##### Source passage

Well, in our state here in Ohio, the food industry itself, if you just look at the food processing sector, it accounts for about $15 billion worth of value added in the state. And that's about 2.5% of gross state product. And that compares pretty favorably actually with the share that that sector takes of the US's gross domestic product. 

The industry here employs about 112,000 folks. That's about 1.6% of the Ohio total employment. And the sector here in Ohio accounts for about $1.6 billion worth of exports of food and processed food products. 

Do you know off the top of your head how much Ohio exports as a whole? 

Not off the top of my head. I have the data sitting in tables back in my office. But-- 

Because one of the things-- one of the sort of hidden truths about agriculture is it is an extraordinarily important component of global trade and of US trade in particular. 

Yeah. In fact, I was looking at the numbers this morning in preparation for coming to talk to you guys. And as you know, the US overall is running a trade deficit in goods. We run a trade surplus in services. But overall in trade and services, we run a deficit. 

But one of the few sectors that actually runs a small positive export surplus is actually the food and agricultural sector. And it's been pretty rock solid running that surplus over the past 20, 25 years compared to other sectors, which of course are running deficits.

##########

* Requirements
Retype the passage on Ohio's food industry word for word, starting at "Do you know" and ending at "are running deficits.". The lines that come next are separate material with no connection to the passage on Ohio's food industry.

##### Data lines

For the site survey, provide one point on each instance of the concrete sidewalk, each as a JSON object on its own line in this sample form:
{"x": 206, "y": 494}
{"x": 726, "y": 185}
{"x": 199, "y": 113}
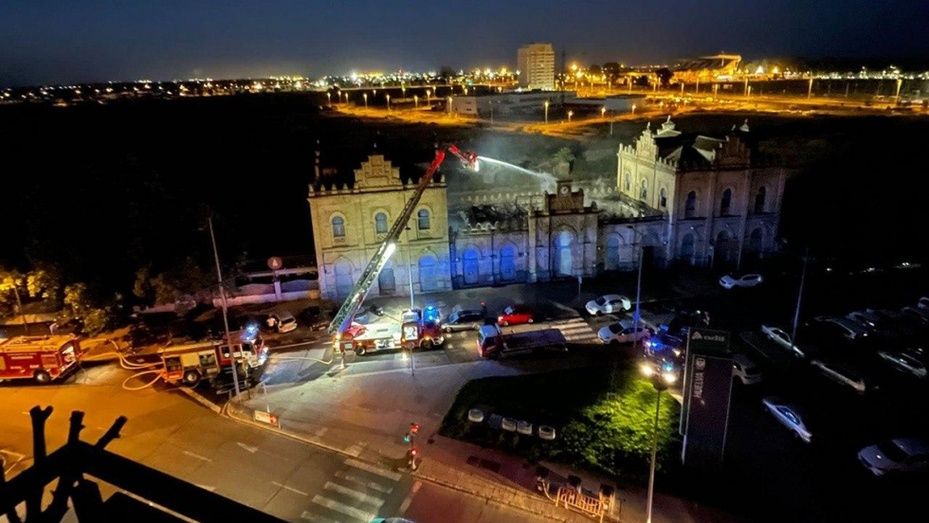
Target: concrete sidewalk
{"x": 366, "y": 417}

##########
##### Data lines

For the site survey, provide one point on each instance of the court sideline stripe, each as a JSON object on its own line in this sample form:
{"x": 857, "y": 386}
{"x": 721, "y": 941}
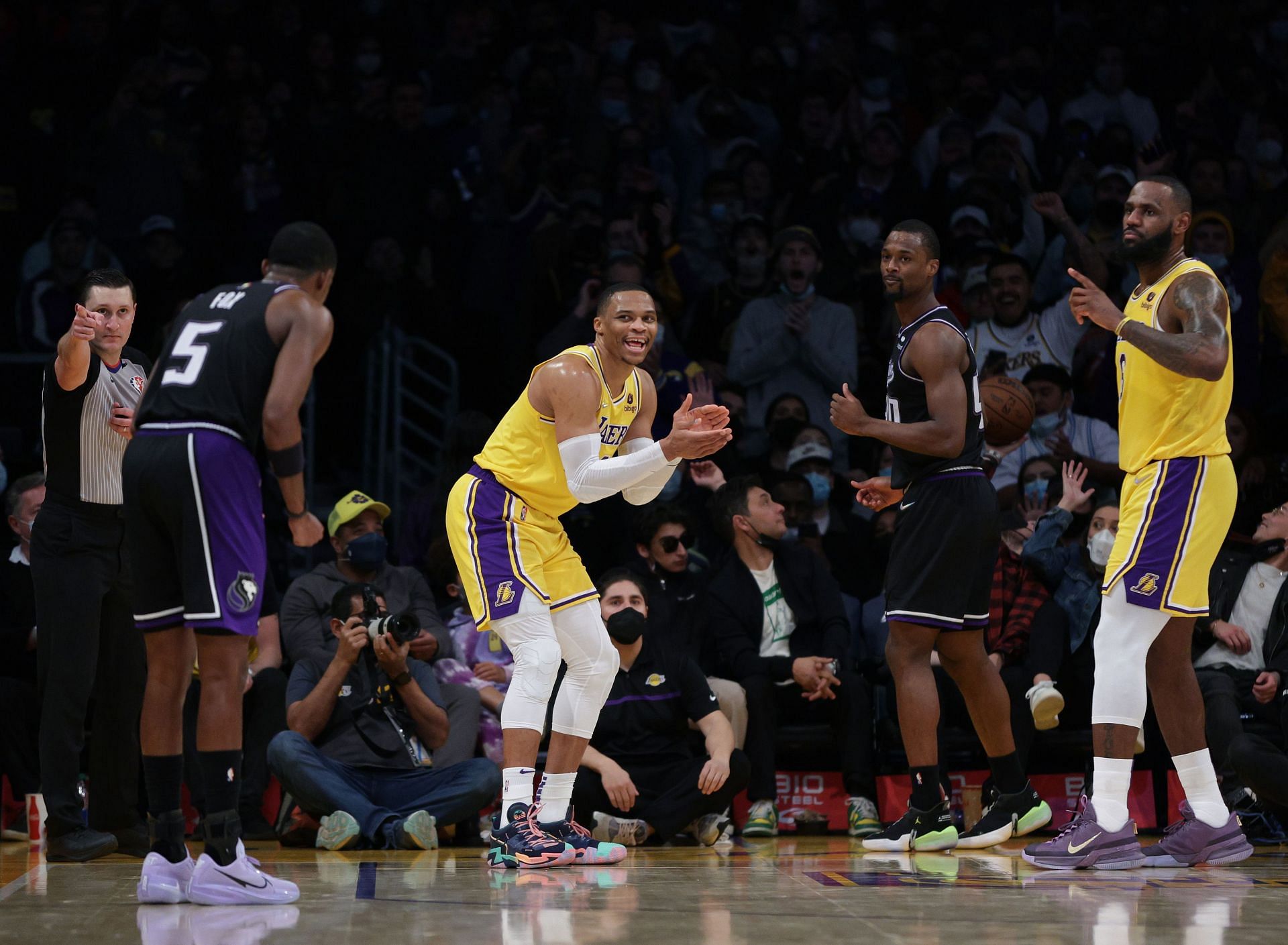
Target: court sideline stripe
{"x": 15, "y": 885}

##########

* Exercise response
Do you know off the top of your head how much Ohio exports as a whole? 

Not off the top of my head. I have the data sitting in tables back in my office. But-- 

Because one of the things-- one of the sort of hidden truths about agriculture is it is an extraordinarily important component of global trade and of US trade in particular. 

Yeah. In fact, I was looking at the numbers this morning in preparation for coming to talk to you guys. And as you know, the US overall is running a trade deficit in goods. We run a trade surplus in services. But overall in trade and services, we run a deficit. 

But one of the few sectors that actually runs a small positive export surplus is actually the food and agricultural sector. And it's been pretty rock solid running that surplus over the past 20, 25 years compared to other sectors, which of course are running deficits.